Carlyle’s moral failings do not end there, “But the great ethical doctrine of the Discourse, than which a doctrine more damnable, I should think, never was propounded by a professed moral reformer, is, that one kind of human beings are born servants to another kind. ‘You will have to be servants,’ he tells the negroes, ‘to those that are born wiser than you, that are born lords of you—servants to the whites, if they are (as what mortal can doubt that they are?) born wiser than you.’ I do not hold him to the absurd letter of his dictum; it belongs to the mannerism in which he is enthralled like a child in swaddling clothes. By ‘born wiser,’ I will suppose him to mean, born more capable of wisdom: a proposition which, he says, no mortal can doubt, but which I will make bold to say, that a full moiety of all thinking persons, who have attended to the subject, either doubt or positively deny.”

* [Required tasks]
a – In the passage on Carlyle's Discourse, what does the writer suppose Carlyle means by "born wiser"?
b – Pick up the passage on Carlyle's Discourse after its last sentence and keep writing it.

* [Given information]
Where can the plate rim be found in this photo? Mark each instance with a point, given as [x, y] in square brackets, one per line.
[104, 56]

* [Answers to the exercises]
a – Born more capable of wisdom.

b –
Surely the greatest achievement of the present age is the abolition of slavery, “But (however it be with pain in general) the abolition of the infliction of pain by the mere will of a human being, the abolition, in short, of despotism, seems to be, in a peculiar degree, the occupation of this age; and it would be difficult to shew that any age had undertaken a worthier. Though we cannot extirpate all pain, we can, if we are sufficiently determined upon it, abolish all tyranny, one of the greatest victories yet gained over that enemy is slave-emancipation, and all Europe is struggling, with various success, towards further conquests over it. If, in the pursuit of this, we lose sight of any object equally important; if we forget that freedom is not the only thing necessary for human beings, let us be thankful to any one who points out what is wanting; but let us not consent to turn back”9

II. THE CONTEST IN AMERICA

Mill was gravely concerned that Carlyle’s tract, given his considerable reputation, would give support to “the owners of human flesh” in the United States. Mill had always followed closely “the great democratic experiment” of the United States, and the Civil War, therefore, to quote Collini, “touched several nerves in Mill’s moral physiology; not only did it involve the most blatant case of institutionalized inequality in the civilized world and the whole question of popular government’s ability to combine freedom with stability, but, always powerfully active in determining Mill’s interest in public issues, it provided a thermometer with which to take the moral temperature of English society as a whole….Mill, to whom the real issue at stake in the war had from the outset been the continued existence of slavery, considered that much of this sympathy for the South rested on ignorance or, even more culpably, moral insensibility, and ‘The Contest in America’ (1862) was his attempt to educate English opinion on both counts….Slavery is thus treated by Mill as the extreme form of undemocracy, a kind of Toryism of race to match the ‘Toryism of sex’ that he saw in women’s exclusion from the franchise.”10

III. THE JAMAICA COMMITTEE

Edward John Eyre, the English Governor of Jamaica, fearing a far-reaching rebellion, introduced martial law, which gave his subordinates power to suppress the Morant Bay Rebellion very harshly, brutal acts included the execution of George William Gordon, a mixed race member of the Jamaica Assembly, suspected of being involved.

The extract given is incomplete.